* [The problem] The answer must restate every entry below word for word.
BEGIN Data supplied
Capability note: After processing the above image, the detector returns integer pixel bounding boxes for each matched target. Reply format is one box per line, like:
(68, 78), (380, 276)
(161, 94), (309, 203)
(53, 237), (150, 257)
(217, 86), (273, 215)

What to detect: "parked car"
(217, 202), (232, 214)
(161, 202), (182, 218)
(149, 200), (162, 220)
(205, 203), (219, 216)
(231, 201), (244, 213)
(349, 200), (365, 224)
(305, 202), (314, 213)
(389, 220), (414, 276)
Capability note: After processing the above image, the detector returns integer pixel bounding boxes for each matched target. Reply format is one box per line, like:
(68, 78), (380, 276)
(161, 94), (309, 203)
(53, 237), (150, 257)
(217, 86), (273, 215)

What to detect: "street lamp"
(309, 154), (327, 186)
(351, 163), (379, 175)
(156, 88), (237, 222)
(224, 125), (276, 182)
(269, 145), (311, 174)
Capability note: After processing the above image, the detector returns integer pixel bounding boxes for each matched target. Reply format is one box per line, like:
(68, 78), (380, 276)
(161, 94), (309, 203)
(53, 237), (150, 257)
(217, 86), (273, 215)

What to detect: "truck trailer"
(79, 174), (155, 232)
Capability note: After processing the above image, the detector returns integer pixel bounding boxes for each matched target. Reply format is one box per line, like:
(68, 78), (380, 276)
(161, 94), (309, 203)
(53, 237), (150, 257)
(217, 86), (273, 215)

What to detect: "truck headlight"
END Data supplied
* [The answer]
Capability note: After processing the above image, the detector returns integer pixel bounding boxes for each matched target. Reply format is one box per line, like:
(68, 78), (380, 276)
(161, 94), (309, 203)
(53, 237), (150, 257)
(217, 86), (273, 215)

What to detect: "parked car"
(217, 202), (232, 214)
(161, 202), (182, 218)
(149, 200), (162, 220)
(205, 203), (219, 216)
(231, 201), (244, 213)
(349, 200), (365, 224)
(305, 202), (314, 213)
(389, 220), (414, 276)
Capability note: After processing the above image, the detector returns integer pixel bounding boxes for each matched target. Reply format is one box per line, like:
(68, 78), (380, 276)
(161, 94), (309, 203)
(53, 237), (150, 257)
(217, 86), (273, 215)

What to detect: "street lamp"
(309, 154), (327, 186)
(351, 163), (379, 175)
(156, 88), (237, 222)
(224, 125), (276, 182)
(269, 145), (311, 174)
Capability note: After processing the above image, the detector returns integer pixel bounding boxes for each matched target. Reply format is one box per line, like:
(68, 78), (380, 276)
(161, 94), (309, 203)
(53, 237), (150, 257)
(217, 86), (273, 215)

What to detect: "truck trailer"
(79, 174), (155, 232)
Capability note: After processing the above image, the detector returns integer pixel bounding boxes for each matched target. Reply format is one box per line, like:
(68, 78), (380, 276)
(161, 94), (309, 203)
(53, 237), (150, 257)
(217, 86), (273, 215)

What to detect: "truck headlight"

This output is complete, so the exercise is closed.